**EXERCISES TO COMPLETE**:
1 – Output the passage of the diff below from "Returning GaussianFactor instead" up to and including "returned as well.", copying it word for word.
2 – List every hunk header line in the diff below, meaning each line that begins with "@@".

**TEXT PROVIDED**:
Returning GaussianFactor instead of JacobianFactor from NonlinearFactor::linearize and NonlinearFactorGraph::linearize, so that HessianFactors may be returned as well.

gtsam/nonlinear/NonlinearEquality.h

@@ -130,13 +130,13 @@ namespace gtsam {
 		}
 
 		// Linearize is over-written, because base linearization tries to whiten
-		virtual JacobianFactor::shared_ptr linearize(const VALUES& x, const Ordering& ordering) const {
+		virtual GaussianFactor::shared_ptr linearize(const VALUES& x, const Ordering& ordering) const {
 			const T& xj = x[this->key_];
 			Matrix A;
 			Vector b = evaluateError(xj, A);
 			// TODO pass unwhitened + noise model to Gaussian factor
 			SharedDiagonal model = noiseModel::Constrained::All(b.size());
-			return JacobianFactor::shared_ptr(new JacobianFactor(ordering[this->key_], A, b, model));
+			return GaussianFactor::shared_ptr(new JacobianFactor(ordering[this->key_], A, b, model));
 		}
 
 	private:

gtsam/nonlinear/NonlinearFactor.h

@@ -145,7 +145,7 @@ namespace gtsam {
 		}
 
 		/** linearize to a GaussianFactor */
-		virtual boost::shared_ptr<JacobianFactor>
+		virtual boost::shared_ptr<GaussianFactor>
 		linearize(const VALUES& c, const Ordering& ordering) const = 0;
 
 		/**
@@ -237,7 +237,7 @@ namespace gtsam {
 		 * Ax-b \approx h(x0+dx)-z = h(x0) + A*dx - z
 		 * Hence b = z - h(x0) = - error_vector(x)
 		 */
-		virtual boost::shared_ptr<JacobianFactor> linearize(const VALUES& x, const Ordering& ordering) const {
+		virtual boost::shared_ptr<GaussianFactor> linearize(const VALUES& x, const Ordering& ordering) const {
 			const X& xj = x[key_];
 			Matrix A;
 			Vector b = - evaluateError(xj, A);
@@ -246,10 +246,10 @@ namespace gtsam {
 			SharedDiagonal constrained =
 					boost::shared_dynamic_cast<noiseModel::Constrained>(this->noiseModel_);
 			if (constrained.get() != NULL)

**RECORD SET**:
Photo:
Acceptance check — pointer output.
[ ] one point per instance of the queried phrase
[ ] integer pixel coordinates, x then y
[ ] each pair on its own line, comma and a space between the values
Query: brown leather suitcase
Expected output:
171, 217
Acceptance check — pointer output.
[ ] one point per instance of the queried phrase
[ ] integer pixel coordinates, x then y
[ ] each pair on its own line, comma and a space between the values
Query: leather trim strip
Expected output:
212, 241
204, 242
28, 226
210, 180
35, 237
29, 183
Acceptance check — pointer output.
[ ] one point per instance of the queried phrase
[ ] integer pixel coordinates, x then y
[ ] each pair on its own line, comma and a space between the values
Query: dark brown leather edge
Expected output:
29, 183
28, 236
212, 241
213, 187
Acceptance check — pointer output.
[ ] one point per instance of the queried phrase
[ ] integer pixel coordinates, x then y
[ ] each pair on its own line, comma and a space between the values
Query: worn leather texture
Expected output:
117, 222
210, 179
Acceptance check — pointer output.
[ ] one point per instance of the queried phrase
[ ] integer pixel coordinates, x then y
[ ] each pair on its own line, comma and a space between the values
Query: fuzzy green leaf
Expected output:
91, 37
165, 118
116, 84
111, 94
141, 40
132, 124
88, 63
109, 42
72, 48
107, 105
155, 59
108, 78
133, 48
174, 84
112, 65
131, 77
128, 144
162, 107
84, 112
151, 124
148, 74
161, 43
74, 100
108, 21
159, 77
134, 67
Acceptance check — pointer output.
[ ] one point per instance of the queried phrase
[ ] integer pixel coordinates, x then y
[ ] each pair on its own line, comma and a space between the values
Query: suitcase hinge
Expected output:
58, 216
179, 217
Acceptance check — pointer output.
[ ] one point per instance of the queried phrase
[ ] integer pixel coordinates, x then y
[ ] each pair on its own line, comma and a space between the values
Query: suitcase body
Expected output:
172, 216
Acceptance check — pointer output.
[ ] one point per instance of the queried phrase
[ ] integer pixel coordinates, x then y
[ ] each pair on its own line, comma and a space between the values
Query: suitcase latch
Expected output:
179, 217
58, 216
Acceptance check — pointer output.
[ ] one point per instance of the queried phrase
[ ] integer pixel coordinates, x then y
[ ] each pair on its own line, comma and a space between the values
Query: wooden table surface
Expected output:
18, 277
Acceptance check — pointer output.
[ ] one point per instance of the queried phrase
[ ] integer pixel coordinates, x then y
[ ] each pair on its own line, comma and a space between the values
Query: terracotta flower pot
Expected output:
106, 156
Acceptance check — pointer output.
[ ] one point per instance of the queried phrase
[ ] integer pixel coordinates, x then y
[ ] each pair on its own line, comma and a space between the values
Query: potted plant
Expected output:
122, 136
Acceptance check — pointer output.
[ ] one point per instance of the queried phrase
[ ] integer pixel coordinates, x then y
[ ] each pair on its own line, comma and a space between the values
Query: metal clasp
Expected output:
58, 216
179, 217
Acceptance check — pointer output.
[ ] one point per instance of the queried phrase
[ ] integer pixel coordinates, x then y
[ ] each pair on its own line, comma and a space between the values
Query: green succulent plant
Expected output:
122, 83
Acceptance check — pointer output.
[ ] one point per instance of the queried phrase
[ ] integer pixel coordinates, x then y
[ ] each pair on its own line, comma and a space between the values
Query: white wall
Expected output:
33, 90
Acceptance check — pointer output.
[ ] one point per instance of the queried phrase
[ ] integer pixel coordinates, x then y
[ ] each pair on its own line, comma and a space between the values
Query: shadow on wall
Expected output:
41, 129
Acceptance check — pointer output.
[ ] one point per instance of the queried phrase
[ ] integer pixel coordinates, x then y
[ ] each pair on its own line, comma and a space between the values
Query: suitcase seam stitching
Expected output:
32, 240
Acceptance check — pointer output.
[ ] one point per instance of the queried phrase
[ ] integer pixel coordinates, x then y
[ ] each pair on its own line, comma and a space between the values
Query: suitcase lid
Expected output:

**SOLUTIONS TO THE PROBLEMS**:
1 –
Returning GaussianFactor instead of JacobianFactor from NonlinearFactor::linearize and NonlinearFactorGraph::linearize, so that HessianFactors may be returned as well.

2 –
@@ -130,13 +130,13 @@ namespace gtsam {
@@ -145,7 +145,7 @@ namespace gtsam {
@@ -237,7 +237,7 @@ namespace gtsam {
@@ -246,10 +246,10 @@ namespace gtsam {